• _Work required_: The expected output is the line bearing "of the instrument" followed by all remaining lines of the records, each restated word for word.

• _Given data_:
+--
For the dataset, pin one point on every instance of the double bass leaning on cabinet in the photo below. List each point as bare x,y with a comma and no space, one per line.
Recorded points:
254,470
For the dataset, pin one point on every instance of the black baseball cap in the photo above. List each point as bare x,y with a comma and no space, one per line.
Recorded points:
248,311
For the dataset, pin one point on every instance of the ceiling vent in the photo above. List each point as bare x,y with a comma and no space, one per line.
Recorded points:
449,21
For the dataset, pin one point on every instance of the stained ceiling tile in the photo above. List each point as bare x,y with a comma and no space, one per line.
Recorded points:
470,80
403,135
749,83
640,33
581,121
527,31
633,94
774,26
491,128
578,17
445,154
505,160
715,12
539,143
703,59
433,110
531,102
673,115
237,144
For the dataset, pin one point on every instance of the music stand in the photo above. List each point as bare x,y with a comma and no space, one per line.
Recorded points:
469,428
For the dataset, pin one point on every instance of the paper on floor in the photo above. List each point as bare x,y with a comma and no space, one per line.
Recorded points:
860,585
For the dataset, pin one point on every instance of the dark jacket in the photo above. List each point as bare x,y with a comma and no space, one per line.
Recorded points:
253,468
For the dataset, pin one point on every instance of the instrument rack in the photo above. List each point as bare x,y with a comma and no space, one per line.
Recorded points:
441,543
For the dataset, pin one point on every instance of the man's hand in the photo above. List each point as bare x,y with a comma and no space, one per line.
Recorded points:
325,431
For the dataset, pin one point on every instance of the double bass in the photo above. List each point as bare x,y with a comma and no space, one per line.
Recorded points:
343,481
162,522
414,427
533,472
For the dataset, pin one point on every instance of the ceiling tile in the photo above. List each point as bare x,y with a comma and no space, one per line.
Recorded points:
+--
• _Written response_:
For the dataset, pin one point on every instance of the instrument rack in the photo above. List each point as bare x,y with a comma and no space, one per line.
Recorded points:
441,543
For the dataset, pin one point on every instance of the man's hand in the photo above. List each point as bare x,y with a comma and no space, one per line.
Recorded points:
325,431
For the dataset, pin one point on every instance of the double bass in the photo above. List each point as bare x,y with a comma and no space, one per line.
Recorded points:
343,481
162,522
414,427
533,472
For the dataset, pin one point on every instance of the ceiling tile in the photo above. List each point as bare x,y with a comma and no space, one per line.
Recorded points:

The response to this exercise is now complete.